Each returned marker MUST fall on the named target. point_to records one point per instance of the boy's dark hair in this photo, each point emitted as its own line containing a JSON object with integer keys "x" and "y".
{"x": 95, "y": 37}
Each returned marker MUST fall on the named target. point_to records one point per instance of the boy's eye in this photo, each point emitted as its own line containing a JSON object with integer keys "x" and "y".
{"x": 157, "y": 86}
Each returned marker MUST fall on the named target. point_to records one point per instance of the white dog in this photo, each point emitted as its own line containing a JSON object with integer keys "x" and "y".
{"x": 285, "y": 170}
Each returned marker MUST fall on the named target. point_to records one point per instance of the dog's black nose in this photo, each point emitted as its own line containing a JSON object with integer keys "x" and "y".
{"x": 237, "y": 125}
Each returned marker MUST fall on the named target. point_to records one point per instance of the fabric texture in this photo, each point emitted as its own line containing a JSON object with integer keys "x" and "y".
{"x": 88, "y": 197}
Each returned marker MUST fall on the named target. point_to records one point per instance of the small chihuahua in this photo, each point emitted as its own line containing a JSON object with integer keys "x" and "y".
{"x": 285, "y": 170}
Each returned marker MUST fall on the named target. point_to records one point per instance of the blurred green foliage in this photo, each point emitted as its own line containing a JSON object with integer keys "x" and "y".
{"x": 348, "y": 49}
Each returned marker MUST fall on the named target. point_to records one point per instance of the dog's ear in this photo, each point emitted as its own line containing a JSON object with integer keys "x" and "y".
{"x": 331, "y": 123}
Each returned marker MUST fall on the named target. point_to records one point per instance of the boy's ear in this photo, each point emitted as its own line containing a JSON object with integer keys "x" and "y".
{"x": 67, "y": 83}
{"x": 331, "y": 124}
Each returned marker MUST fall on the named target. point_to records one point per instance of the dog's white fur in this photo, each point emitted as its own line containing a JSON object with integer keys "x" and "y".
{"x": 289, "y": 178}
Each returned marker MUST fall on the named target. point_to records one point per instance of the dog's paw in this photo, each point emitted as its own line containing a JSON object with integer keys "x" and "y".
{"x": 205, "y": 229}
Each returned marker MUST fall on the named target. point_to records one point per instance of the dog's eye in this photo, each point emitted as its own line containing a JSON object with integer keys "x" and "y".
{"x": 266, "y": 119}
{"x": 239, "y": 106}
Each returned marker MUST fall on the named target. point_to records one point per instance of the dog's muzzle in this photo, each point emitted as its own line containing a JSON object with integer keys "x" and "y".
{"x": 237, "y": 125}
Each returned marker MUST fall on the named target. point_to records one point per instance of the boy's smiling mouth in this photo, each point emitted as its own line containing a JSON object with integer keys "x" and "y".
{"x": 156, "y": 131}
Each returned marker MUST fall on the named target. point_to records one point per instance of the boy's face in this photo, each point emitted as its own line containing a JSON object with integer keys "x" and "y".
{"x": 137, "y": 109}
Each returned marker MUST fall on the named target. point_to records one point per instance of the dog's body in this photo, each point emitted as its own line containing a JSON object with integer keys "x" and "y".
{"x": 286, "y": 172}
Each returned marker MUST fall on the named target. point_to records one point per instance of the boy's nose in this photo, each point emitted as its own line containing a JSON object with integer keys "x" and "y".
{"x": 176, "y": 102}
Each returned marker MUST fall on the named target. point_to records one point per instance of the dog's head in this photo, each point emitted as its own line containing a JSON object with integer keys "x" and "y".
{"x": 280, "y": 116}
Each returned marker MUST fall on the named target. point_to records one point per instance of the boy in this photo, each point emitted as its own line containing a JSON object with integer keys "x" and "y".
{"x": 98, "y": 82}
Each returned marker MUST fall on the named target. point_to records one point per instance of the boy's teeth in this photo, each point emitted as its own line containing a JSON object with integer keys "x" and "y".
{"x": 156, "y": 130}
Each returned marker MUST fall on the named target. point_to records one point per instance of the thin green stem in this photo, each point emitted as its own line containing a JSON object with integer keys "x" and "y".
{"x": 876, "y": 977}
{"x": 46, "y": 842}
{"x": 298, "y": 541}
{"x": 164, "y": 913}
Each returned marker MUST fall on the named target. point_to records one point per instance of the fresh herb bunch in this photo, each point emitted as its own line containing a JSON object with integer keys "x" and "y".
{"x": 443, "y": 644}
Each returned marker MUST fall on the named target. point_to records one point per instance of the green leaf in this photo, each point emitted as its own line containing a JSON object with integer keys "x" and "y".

────────────────

● **REQUIRED WORK**: Print the whole listing again, exactly.

● **SOLUTION TO THE PROBLEM**:
Each returned marker MUST fall on the named target. point_to records one point per instance of the boy's dark hair in this photo, each point emitted as its own line containing a JSON object with integer keys "x" and "y".
{"x": 95, "y": 37}
Each returned marker MUST fall on the named target. point_to records one point per instance of the boy's eye in this photo, each point emitted as its own line containing a JSON object with integer keys "x" and "y".
{"x": 157, "y": 86}
Each returned marker MUST fall on the named target. point_to records one point per instance of the white dog in this photo, each point emitted as its own line containing a JSON object with integer keys "x" and "y".
{"x": 285, "y": 170}
Each returned marker MUST fall on the named target. point_to records one point per instance of the dog's black nose in this photo, each point emitted as its own line containing a JSON object with integer keys "x" and "y".
{"x": 237, "y": 125}
Each returned marker MUST fall on the named target. point_to records one point per instance of the fabric texture in this photo, each point emitted as its own line containing a JSON object with integer keys "x" and "y".
{"x": 88, "y": 197}
Each returned marker MUST fall on the named target. point_to records one point per instance of the small chihuahua in this photo, each point emitted as its own line containing a JSON object with integer keys "x" and "y".
{"x": 285, "y": 170}
Each returned marker MUST fall on the named target. point_to records one point per instance of the blurred green foliage in this photo, each point emitted as its own line containing a JSON object with integer keys "x" and "y".
{"x": 348, "y": 49}
Each returned marker MUST fall on the named target. point_to records one point per instance of the dog's ear in this photo, each point emitted as its own line containing a JSON object with integer keys "x" and "y".
{"x": 331, "y": 123}
Each returned marker MUST fall on the named target. point_to records one point per instance of the boy's ear in this photo, each point emitted as its own line containing a JSON object with integer keys "x" and "y".
{"x": 67, "y": 83}
{"x": 331, "y": 124}
Each returned marker MUST fall on the named target. point_to records one point per instance of the dog's white fur in this photo, each point emitted as its own line containing a JSON object with integer keys "x" and "y".
{"x": 289, "y": 178}
Each returned marker MUST fall on the named target. point_to records one point per instance of the dog's paw in this photo, each point emitted as its own line containing a JSON object with integer keys "x" and "y".
{"x": 205, "y": 229}
Each returned marker MUST fall on the named target. point_to records one point per instance of the dog's eye in this photo, each point emitted as its own line containing a JSON object with integer keys "x" and "y".
{"x": 266, "y": 119}
{"x": 239, "y": 106}
Each returned marker MUST fall on the named target. point_to records one point per instance of the dog's muzzle in this photo, each point emitted as its own line containing a JSON object with integer keys "x" and "y".
{"x": 237, "y": 125}
Each returned marker MUST fall on the named target. point_to records one point per instance of the boy's smiling mouth in this photo, each point emitted as its own line containing a JSON object with integer keys "x" and "y".
{"x": 156, "y": 131}
Each returned marker MUST fall on the named target. point_to records one point per instance of the boy's face in this photo, each point emitted as its own line containing a JSON object with integer keys "x" and "y".
{"x": 137, "y": 109}
Each returned marker MUST fall on the named target. point_to records one point per instance of the dog's body in this photo, each point emitted as its own line containing a JSON object with integer keys "x" and "y".
{"x": 286, "y": 172}
Each returned marker MUST fall on the named target. point_to records one point per instance of the boy's nose in this photo, each point emitted as its own line containing a JSON object with integer keys "x" and "y".
{"x": 176, "y": 102}
Each returned marker MUST fall on the named target. point_to records one point per instance of the dog's head in this photo, each point emitted as its own line containing a JSON object with integer keys "x" and "y".
{"x": 280, "y": 116}
Each returned marker MUST fall on the named target. point_to records one point per instance of the boy in this photo, each point emitted as its own line containing a JSON object with integer keys "x" and "y".
{"x": 98, "y": 82}
Each returned marker MUST fall on the named target. point_to records one point per instance of the boy's teeth in this photo, each point emitted as its own line containing a JSON object with integer keys "x" and "y".
{"x": 156, "y": 130}
Each returned marker MUST fall on the named target. point_to records one point per instance of the thin green stem in this photo, each point emitted as its own line containing a JSON object with integer keys "x" and "y".
{"x": 876, "y": 977}
{"x": 46, "y": 842}
{"x": 298, "y": 541}
{"x": 164, "y": 913}
Each returned marker MUST fall on the named target. point_to records one point per instance of the fresh herb bunch in this photo, each point emitted as its own line containing a JSON object with integer keys "x" and "y".
{"x": 443, "y": 644}
Each returned marker MUST fall on the named target. point_to records one point per instance of the green leaf in this photo, each point emitted as its own line containing a JSON object with integer keys "x" and "y".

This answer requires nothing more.